## [DATASET RECORDS]
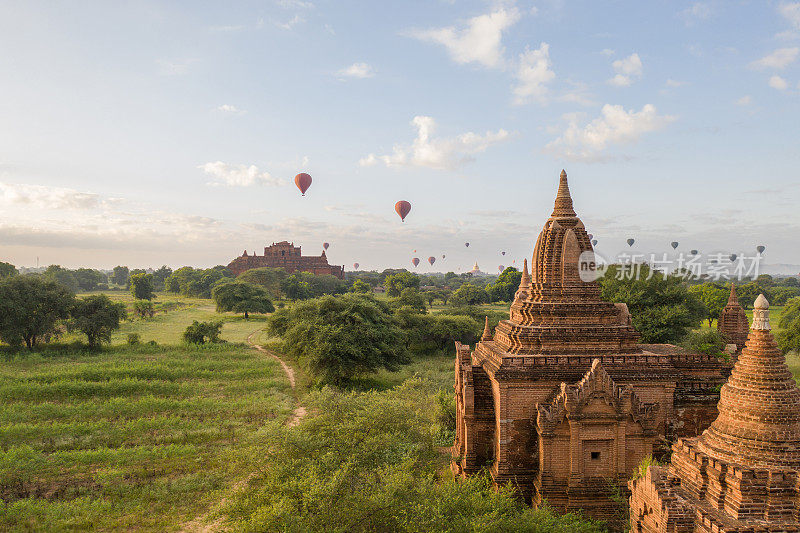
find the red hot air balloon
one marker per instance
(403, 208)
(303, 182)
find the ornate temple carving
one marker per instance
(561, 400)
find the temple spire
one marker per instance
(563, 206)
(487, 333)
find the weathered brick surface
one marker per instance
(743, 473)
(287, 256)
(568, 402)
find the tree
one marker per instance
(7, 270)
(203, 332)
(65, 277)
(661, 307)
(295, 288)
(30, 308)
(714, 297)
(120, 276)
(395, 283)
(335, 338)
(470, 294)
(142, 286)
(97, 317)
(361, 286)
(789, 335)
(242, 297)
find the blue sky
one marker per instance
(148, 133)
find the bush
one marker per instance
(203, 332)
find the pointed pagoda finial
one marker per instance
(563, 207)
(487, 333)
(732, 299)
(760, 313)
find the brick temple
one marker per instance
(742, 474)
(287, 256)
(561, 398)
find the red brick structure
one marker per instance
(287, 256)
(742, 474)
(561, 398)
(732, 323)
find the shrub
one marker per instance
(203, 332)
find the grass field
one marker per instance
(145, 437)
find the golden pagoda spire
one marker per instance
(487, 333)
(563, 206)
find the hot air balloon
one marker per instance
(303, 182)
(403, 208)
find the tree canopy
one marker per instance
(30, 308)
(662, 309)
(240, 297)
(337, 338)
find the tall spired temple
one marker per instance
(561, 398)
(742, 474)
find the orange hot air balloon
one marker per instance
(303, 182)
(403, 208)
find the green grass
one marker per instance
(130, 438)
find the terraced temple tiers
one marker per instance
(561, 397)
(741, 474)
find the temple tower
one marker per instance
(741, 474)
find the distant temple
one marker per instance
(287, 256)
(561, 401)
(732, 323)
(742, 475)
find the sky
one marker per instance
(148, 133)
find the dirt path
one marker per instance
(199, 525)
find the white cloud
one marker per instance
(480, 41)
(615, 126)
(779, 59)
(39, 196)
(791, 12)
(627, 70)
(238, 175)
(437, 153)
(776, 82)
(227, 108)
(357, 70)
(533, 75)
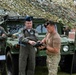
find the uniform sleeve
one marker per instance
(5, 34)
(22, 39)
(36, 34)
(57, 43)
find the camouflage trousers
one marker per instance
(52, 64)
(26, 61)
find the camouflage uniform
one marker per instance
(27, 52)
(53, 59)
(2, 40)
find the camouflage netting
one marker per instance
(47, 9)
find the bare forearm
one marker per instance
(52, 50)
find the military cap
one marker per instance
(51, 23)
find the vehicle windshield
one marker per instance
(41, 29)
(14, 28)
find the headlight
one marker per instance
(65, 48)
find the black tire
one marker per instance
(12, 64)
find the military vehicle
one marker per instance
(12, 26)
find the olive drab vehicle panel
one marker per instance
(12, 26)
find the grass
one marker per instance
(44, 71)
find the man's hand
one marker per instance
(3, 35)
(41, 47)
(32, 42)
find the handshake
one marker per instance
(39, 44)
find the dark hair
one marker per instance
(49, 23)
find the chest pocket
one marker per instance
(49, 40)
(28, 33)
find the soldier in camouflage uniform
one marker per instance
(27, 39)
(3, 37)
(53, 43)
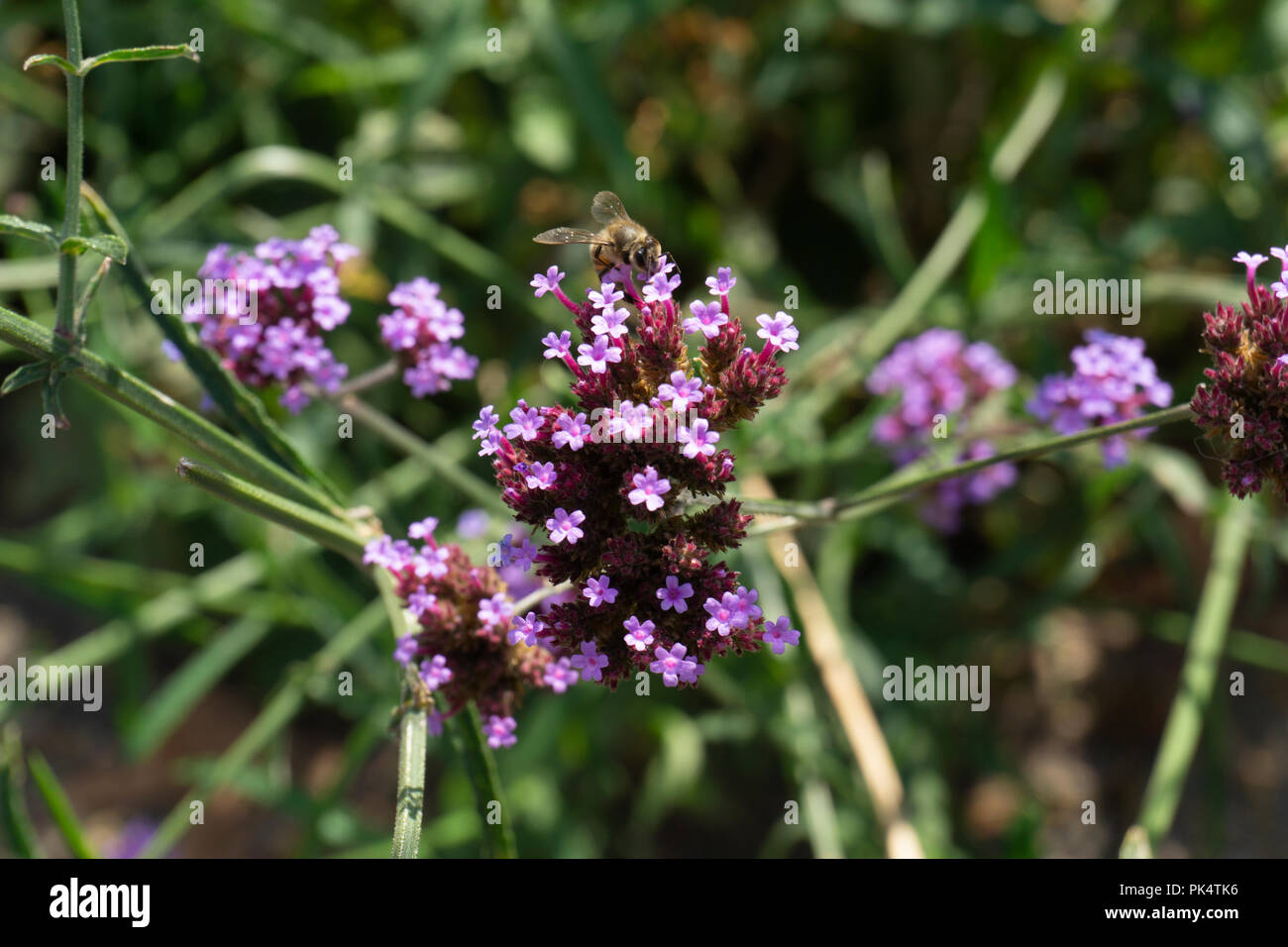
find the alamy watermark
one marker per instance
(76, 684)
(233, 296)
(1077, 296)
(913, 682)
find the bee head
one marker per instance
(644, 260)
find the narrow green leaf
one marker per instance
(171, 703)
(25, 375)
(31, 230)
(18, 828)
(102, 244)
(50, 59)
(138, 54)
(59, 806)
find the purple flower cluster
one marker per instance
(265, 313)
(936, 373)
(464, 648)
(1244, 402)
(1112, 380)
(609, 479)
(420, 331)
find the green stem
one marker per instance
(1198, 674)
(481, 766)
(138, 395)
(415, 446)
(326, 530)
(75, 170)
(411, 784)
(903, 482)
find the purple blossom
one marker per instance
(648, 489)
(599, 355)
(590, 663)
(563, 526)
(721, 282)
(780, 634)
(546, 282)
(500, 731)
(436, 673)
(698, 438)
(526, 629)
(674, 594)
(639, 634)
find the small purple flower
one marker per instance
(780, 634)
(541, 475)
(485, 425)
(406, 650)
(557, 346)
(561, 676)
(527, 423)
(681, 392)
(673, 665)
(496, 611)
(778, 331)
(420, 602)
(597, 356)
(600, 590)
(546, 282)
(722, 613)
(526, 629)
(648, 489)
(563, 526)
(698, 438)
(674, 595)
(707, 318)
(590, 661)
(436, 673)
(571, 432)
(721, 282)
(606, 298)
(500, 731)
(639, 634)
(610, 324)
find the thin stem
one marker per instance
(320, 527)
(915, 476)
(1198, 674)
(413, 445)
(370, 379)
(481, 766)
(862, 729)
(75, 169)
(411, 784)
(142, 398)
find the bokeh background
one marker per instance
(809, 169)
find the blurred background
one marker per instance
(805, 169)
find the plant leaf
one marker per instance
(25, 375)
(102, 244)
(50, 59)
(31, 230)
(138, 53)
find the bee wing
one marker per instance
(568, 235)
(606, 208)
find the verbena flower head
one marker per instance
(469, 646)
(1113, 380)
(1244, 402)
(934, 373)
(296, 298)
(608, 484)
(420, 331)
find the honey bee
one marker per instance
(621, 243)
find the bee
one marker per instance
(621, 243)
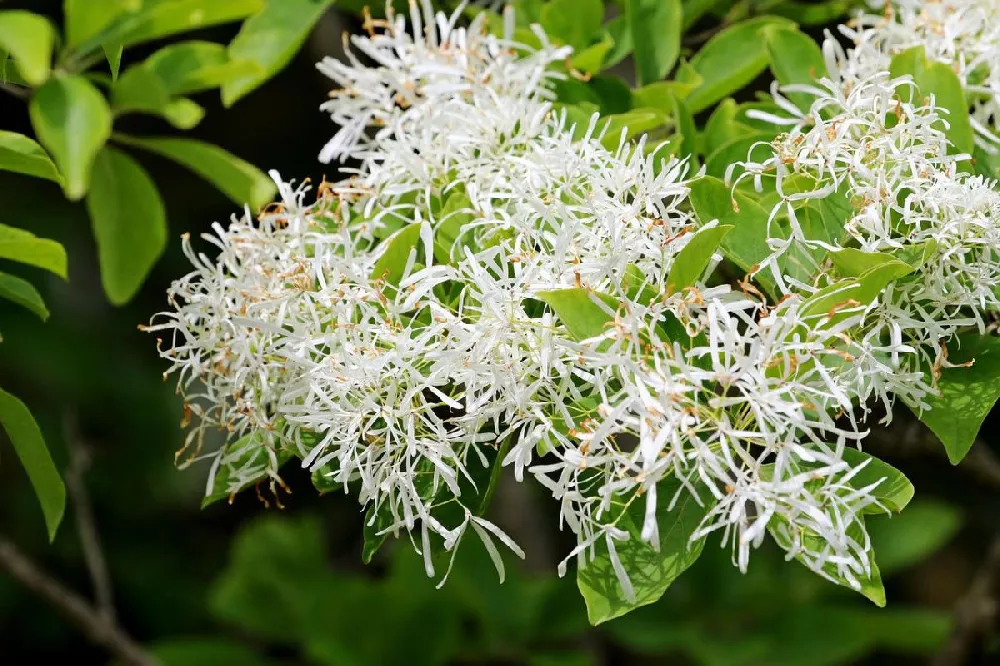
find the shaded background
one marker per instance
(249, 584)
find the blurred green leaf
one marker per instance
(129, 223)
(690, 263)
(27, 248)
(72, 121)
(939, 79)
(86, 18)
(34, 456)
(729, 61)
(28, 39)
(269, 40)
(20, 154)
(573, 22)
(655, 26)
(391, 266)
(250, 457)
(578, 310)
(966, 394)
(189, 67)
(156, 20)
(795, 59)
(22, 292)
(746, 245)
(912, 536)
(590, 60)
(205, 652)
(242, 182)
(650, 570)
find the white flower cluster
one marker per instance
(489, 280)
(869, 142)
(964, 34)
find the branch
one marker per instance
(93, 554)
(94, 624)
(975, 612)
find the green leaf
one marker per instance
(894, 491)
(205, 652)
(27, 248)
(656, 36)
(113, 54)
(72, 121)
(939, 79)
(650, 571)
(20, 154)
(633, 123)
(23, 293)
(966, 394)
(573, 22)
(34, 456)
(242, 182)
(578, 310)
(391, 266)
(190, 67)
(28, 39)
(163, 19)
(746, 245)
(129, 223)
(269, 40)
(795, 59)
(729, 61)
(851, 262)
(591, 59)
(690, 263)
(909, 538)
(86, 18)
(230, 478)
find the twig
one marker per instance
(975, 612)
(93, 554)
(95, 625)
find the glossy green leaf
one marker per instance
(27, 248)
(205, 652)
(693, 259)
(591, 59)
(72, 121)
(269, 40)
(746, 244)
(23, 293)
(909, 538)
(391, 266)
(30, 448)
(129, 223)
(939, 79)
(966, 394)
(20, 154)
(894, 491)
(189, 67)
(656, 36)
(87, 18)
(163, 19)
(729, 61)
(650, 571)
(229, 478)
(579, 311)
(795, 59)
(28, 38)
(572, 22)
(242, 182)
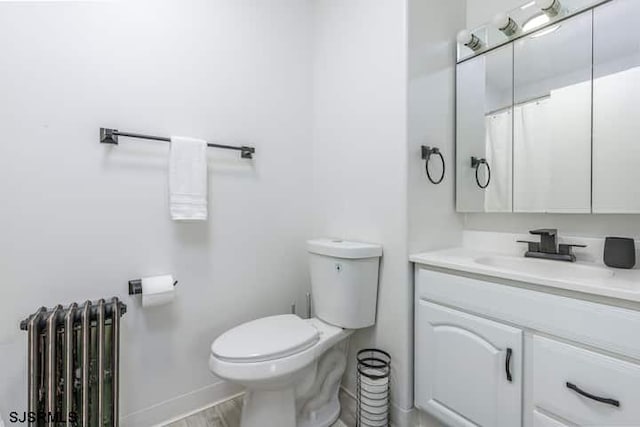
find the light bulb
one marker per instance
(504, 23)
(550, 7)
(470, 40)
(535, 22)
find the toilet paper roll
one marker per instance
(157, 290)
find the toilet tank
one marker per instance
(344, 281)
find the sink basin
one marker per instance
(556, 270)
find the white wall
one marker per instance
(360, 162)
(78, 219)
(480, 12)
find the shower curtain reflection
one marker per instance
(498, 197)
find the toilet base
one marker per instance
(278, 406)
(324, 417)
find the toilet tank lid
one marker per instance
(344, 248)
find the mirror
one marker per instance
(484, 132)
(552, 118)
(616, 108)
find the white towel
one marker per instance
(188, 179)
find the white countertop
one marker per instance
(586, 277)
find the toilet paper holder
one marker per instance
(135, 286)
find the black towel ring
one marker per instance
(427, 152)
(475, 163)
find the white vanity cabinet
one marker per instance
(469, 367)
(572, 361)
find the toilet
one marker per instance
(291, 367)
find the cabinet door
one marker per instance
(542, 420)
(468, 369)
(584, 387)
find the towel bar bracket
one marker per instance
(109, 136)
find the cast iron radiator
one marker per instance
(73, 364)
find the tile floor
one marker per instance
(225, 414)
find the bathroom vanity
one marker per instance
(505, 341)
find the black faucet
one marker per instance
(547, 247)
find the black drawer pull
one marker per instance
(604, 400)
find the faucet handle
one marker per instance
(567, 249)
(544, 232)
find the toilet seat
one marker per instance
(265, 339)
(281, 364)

## [EXERCISE DIRECTIONS]
Copy all the lines from the data above that hold the word "white".

## [YOUR SOLUTION]
find the white cloud
find the white flower cluster
find the white wall
find the white towel
find the white countertop
find the white vanity cabinet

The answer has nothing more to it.